■ **WHAT TO WORK ON**
[a] From the passage about The Grownup Noise, list every performance venue named in its History section.
[b] Put this sentence from the passage about The Grownup Noise into Spanish: "In 2008 the band purchased a 1980s Ford Econoline van and converted it to run on recycled vegetable oil."
[c] Write the next part of the passage about The Grownup Noise, picking up after its final sentence.

■ **PASSAGE SHOWN**
__________________________________________________
The Grownup Noise is an American indie-folk rock band from Boston, Massachusetts, that was formed in 2005 by songwriter / guitarist Paul Hansen and bassist Adam Sankowski. Known for their songwriting and attempts to bridge the gap between Americana and indie music, their music has been difficult to define. The A.V. Club wrote in August 2009 that “The Grownup Noise’s best asset however, is the songwriting, with lines of love and the changing seasons coming out as gently and colorful as the music itself."

People often ask about the meaning of the name. The band views "The Grownup Noise" as something to rebel against, like fear, complacency, the closing of your heart, the stress of money etc.
==History==
Based on the songwriting of Paul Hansen and the collaborative arrangements of the band, The Grownup Noise released its self-titled debut in 2007. Along with Paul Hansen and Adam Sankowski, original members included Kyle Crane on drums, Katie Franich on cello, and Todd Marston on accordion and keyboards. Using strings and accordion for rhythmic texture and blending synthesizers were part of the band's attempt to experiment, with the top priority being to serve the song's lyrics. After numerous sold-out shows including the now defunct, Paradise Lounge in Boston, the band began to tour regionally and then nationally. On their first national tour in the summer of 2008, they made it out to the West Coast in their Ford Windstar mini-van (the mini-van depicted on their first T-shirt) to play L.A.’s famed Viper Room. On that tour they performed at NYC’s The Bitter End and Nashville’s The Basement. In the spring they had performed at the Somerville Theatre with The Walsh Brothers, opening for comedian Patton Oswalt, and later that year they opened a show at the Brattle Theatre for Amanda Palmer of the Dresden Dolls. In the spring of 2009, their song ‘The Oldest Running Feature’ was featured prominently during a segment of MTV’s The Real World: Brooklyn in which now Iraq war veteran Ryan Conklin read goodbye letters days before his deployment to Iraq.

==Veggie-Oil Powered Tour Van==

In 2008 the band purchased a 1980s Ford Econoline van and converted it to run on recycled vegetable oil. Affectionately named Lorain, this van carried the band to California and back during a summer of extremely high gas prices for zero cost. Although the band has been quick to explain the labor that was involved, such as convincing restaurant owners to let them raid grease traps and the mess of hand-filtering, all the while trying to get to shows on time. During this time drummer Attis Clopton toured with band. Lorain eventually began to experience mechanical problems and also a veggie-oil leak mid-tour on the west coast. The veggie oil leak took up two days of the tour, and among many things involved a police chase, 100 pounds of kitty litter to clean up, poison oak, an unrelated witnessing of a hit and run, and a drive from Portland, OR to Santa Cruz, CA overnight to make a show. The entire story is included in the book ‘Another Nightmare Gig From Hell’ in 2012.
__________________________________________________
■ **Data entries**
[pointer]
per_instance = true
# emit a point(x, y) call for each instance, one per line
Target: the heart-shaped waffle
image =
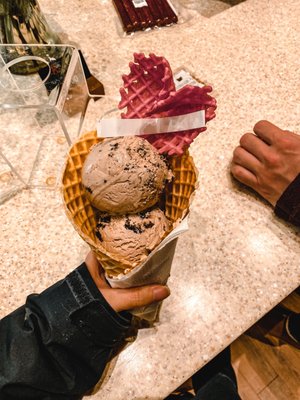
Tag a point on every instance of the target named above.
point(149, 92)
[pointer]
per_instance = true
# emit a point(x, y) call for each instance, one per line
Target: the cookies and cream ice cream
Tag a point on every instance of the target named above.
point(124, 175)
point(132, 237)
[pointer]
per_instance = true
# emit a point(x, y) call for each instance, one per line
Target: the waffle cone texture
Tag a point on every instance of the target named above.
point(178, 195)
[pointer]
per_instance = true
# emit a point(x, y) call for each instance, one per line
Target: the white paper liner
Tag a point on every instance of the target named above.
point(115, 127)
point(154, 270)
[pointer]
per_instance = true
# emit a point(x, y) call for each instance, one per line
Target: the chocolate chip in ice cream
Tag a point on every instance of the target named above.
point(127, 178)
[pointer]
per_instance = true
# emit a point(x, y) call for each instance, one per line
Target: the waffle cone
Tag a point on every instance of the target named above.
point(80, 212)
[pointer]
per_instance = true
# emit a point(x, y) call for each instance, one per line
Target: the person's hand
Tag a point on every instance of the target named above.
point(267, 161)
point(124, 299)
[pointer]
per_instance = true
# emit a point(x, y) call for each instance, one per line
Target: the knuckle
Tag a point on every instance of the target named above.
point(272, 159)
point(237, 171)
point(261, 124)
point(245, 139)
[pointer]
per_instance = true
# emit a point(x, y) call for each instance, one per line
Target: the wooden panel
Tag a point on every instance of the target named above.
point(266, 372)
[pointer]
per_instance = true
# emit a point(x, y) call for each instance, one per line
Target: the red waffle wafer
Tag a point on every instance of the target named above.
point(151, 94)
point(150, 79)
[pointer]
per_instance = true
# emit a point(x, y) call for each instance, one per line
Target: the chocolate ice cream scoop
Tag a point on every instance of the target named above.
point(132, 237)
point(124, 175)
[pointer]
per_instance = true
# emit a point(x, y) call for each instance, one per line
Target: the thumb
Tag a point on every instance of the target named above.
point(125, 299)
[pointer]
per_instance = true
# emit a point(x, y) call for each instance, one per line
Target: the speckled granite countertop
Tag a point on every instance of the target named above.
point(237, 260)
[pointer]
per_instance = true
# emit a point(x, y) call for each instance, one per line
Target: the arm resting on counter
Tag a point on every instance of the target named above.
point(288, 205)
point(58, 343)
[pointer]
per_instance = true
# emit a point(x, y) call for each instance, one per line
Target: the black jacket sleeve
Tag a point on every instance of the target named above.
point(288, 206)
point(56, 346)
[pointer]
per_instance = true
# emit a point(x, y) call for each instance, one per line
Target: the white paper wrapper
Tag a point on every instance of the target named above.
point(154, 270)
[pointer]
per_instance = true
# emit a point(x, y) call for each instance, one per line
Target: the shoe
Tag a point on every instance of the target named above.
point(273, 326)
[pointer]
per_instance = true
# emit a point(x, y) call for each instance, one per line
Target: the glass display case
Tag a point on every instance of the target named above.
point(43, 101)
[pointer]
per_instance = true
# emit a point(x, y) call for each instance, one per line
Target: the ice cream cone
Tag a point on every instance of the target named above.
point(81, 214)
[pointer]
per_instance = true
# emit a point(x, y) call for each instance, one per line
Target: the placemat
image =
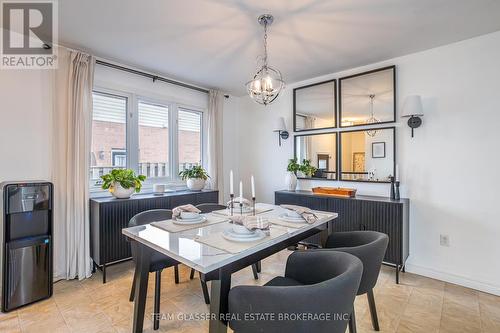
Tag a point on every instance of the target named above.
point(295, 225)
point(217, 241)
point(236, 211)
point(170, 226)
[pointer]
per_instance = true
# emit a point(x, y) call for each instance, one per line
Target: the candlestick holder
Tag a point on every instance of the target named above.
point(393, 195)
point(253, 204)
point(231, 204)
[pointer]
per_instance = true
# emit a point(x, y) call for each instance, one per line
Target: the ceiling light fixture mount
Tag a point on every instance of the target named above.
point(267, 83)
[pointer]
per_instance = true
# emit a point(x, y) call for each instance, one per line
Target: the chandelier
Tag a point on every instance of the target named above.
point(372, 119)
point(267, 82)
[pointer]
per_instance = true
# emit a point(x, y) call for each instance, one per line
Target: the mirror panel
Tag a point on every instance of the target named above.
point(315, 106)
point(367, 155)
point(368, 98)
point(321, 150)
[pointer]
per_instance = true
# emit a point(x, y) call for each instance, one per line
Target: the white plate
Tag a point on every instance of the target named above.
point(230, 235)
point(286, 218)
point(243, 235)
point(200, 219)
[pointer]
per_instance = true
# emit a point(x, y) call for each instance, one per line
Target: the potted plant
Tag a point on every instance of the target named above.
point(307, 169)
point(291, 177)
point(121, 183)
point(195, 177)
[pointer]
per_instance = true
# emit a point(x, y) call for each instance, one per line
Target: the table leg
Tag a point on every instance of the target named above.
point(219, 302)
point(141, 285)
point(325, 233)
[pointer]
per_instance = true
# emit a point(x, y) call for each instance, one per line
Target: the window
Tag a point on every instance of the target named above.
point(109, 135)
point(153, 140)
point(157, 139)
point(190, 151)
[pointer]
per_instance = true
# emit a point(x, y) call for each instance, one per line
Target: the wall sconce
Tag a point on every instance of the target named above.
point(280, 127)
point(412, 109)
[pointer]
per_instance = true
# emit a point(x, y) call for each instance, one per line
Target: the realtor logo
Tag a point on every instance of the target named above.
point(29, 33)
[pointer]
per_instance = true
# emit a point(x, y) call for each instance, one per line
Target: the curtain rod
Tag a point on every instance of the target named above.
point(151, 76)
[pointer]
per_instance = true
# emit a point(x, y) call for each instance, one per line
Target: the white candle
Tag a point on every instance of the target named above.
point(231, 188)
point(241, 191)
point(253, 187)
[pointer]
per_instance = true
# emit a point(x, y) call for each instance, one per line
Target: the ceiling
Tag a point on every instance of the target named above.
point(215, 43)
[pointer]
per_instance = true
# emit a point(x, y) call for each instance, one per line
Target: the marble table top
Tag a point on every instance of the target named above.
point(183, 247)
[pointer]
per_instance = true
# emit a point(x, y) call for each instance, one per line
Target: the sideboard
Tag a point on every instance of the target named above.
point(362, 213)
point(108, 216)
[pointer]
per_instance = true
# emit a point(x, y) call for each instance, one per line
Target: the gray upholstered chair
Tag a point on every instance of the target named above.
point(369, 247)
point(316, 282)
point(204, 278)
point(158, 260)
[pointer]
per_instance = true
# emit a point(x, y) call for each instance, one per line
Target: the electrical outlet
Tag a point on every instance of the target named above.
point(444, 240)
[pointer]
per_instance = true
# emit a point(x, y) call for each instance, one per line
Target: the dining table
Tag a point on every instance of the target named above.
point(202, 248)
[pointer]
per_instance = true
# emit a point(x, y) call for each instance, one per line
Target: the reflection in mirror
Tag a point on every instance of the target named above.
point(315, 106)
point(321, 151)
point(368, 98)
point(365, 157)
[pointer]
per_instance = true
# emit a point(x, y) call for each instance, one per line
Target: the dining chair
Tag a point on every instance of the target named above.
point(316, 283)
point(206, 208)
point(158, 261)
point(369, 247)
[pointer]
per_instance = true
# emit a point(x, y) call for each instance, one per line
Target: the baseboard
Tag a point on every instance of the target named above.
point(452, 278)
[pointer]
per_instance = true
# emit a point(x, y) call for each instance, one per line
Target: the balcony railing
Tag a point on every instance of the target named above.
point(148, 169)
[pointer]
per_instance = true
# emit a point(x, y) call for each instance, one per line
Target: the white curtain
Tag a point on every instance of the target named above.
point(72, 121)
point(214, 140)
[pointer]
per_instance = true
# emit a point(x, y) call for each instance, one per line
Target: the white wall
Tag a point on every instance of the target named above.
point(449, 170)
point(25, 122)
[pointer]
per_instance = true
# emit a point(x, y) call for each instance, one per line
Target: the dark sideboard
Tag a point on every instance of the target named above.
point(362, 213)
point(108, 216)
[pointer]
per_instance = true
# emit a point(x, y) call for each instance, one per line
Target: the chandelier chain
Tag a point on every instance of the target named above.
__________________________________________________
■ **RESULTS**
[a]
- Paradise Lounge
- Viper Room
- The Bitter End
- The Basement
- Somerville Theatre
- Brattle Theatre

[b] En 2008, la banda compró una camioneta Ford Econoline de los años ochenta y la adaptó para que funcionara con aceite vegetal reciclado.

[c]
==Touring and recording==

Over the next several years the band ventured out on eight national tours, most of them organized and booked independently by Sankowski. On these tours, the band played many notable clubs including Schuba's in Chicago, The Mint in L.A., Communion in NYC, and Hi-Dive in Denver. Reviews from the tour included Good Times Paper in Santa Cruz, “At a time when pop has become most people’s guilty pleasure, it is as refreshing as it is rare to find a band that is not afraid to explore the genre as innovators”, and the Tucson, AZ Weekly “Boston's The Grownup Noise are anything but noisy. For them, maturity means a contemplative focus of sound. They're a band that revels in the beauty of a simple melody delivered with minimal enhancement for maximum emotional effect—it's grown-up in its precision”. In 2010, the band provided music for the award-winning documentary film Seeking Happily Ever After.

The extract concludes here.